**SOURCE INFORMATION**

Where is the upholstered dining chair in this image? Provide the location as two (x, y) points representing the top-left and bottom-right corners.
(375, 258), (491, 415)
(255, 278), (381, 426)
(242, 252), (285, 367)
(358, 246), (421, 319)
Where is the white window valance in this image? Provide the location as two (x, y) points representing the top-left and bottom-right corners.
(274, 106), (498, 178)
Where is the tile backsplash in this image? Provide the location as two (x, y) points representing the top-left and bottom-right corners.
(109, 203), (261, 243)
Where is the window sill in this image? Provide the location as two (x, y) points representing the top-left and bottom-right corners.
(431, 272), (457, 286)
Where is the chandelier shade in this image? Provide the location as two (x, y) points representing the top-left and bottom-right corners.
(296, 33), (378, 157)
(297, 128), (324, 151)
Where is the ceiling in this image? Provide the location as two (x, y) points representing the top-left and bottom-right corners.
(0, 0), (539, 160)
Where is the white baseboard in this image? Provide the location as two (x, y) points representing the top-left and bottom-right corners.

--

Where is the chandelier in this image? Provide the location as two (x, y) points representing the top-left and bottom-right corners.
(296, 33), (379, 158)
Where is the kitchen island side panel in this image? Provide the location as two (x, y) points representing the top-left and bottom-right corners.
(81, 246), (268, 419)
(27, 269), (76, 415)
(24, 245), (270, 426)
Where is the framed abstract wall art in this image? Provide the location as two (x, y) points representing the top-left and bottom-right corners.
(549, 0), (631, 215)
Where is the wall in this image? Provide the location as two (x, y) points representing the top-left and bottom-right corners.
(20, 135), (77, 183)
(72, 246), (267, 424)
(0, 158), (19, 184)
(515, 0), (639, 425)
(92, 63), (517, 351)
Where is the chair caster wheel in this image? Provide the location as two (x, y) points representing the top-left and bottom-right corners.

**ABOUT THIS EXERCISE**
Everything from the line with "Where is the wall" through the line with "Where is the chair" should be written out exactly as it appears above, end lines included, and nothing outside that range.

**TASK RESPONSE**
Where is the wall in this image? Provide the location as two (x, y) points representing the top-left and bottom-right corners.
(20, 135), (77, 183)
(72, 246), (267, 424)
(0, 158), (19, 184)
(515, 0), (639, 425)
(92, 63), (517, 351)
Where is the chair caster wheel in this image? Provide the location as two (x, y) points representing the top-left and bottom-right corners.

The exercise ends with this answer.